§ EXTRACT TO READ
# # #
An Overview of Nerve Injury Recovery
Associated with Muscles
Muscles have different ways to recover or adapt to nerve injuries. There are four types of nerve injuries that can occur. This section will discuss those injuries and how muscles adapt to the injury.
Functional Compression Nerve Block
The first nerve injury is called a functional compressive nerve block. This type of block we have all experienced when we rest our ulnar nerve (the “funny bone”) on a hard surface. This position allows the ulnar nerve to be compressed and the nerve then stops working. This is due to a lack of the normal chemical transmission through the nerve membrane. The outside of the hand “falls asleep”. When the pressure is removed, the chemical imbalance resolves and the nerve starts transmitting almost immediately. Sensation and muscle function then returns.
Functional Myelin Injury Nerve Block
The second injury is easily recoverable in function. This conduction block is due to an injury to the myelin sheath. The myelin sheath is the insulation found on larger nerves and is required to be intact to allow the signal to pass down these nerves. An injury to the myelin sheath with the nerve itself remaining intact will cause the conduction to be blocked but nerve cell itself remains normal. The injured myelin sheath will repair itself and the nerve will conduct normally again. Repair of this sheath requires between four to twelve weeks to fully recover.
# # #
§ DATA RECORDS
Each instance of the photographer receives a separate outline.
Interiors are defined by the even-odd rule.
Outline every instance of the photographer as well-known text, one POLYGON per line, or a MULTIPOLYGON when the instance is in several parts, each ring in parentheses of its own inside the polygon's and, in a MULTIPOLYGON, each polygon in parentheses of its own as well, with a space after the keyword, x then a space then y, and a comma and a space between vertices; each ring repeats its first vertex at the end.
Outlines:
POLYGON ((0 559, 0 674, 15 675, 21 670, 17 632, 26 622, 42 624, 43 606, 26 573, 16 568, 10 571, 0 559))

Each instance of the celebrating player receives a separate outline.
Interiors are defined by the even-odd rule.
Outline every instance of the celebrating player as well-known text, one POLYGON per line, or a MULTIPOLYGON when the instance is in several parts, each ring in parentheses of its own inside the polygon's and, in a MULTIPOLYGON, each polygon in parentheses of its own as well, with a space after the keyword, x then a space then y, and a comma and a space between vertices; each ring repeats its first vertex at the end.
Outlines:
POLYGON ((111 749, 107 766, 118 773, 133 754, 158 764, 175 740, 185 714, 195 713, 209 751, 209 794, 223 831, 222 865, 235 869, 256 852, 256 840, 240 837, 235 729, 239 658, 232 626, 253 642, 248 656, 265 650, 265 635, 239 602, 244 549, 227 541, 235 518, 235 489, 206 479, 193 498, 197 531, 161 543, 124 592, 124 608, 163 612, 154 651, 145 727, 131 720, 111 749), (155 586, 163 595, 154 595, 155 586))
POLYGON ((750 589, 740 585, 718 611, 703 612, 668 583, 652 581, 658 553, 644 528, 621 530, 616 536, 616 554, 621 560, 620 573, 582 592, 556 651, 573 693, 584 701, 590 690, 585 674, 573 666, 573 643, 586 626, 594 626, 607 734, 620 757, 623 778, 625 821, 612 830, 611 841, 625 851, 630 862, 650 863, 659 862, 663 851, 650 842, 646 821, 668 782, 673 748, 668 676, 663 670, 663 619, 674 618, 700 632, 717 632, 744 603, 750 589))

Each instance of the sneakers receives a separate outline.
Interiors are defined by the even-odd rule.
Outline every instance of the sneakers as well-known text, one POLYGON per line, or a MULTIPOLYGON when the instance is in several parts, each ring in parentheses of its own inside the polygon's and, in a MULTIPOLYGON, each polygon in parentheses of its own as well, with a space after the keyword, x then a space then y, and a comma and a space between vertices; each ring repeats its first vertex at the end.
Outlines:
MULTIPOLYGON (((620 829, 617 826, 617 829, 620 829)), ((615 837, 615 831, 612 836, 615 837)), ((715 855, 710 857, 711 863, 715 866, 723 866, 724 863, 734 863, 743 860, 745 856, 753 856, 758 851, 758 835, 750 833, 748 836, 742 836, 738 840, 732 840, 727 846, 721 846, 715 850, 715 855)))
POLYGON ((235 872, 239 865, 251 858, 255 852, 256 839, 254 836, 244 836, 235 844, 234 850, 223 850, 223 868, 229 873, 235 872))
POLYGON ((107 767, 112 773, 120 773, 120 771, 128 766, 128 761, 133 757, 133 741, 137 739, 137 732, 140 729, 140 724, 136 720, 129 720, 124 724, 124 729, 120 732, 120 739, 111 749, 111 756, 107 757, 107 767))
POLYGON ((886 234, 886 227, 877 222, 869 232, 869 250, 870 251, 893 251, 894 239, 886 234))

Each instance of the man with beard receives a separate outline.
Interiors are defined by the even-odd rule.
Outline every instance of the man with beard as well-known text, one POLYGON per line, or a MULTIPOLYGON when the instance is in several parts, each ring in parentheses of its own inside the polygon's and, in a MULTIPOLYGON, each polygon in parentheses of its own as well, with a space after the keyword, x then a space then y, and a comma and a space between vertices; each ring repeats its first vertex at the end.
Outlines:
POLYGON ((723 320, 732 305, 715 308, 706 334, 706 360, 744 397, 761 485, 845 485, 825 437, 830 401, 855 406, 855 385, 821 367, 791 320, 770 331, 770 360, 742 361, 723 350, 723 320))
# # #
§ YOUR OBJECTIVE
Answer these questions from the nerve injury overview.
1. How many types of nerve injuries does it say can occur?
2. Which nerve is compressed when resting the "funny bone" on a hard surface?
3. How long does repair of the myelin sheath take to fully recover?

§ OUTPUT BELOW
1. Four.
2. The ulnar nerve.
3. Between four and twelve weeks.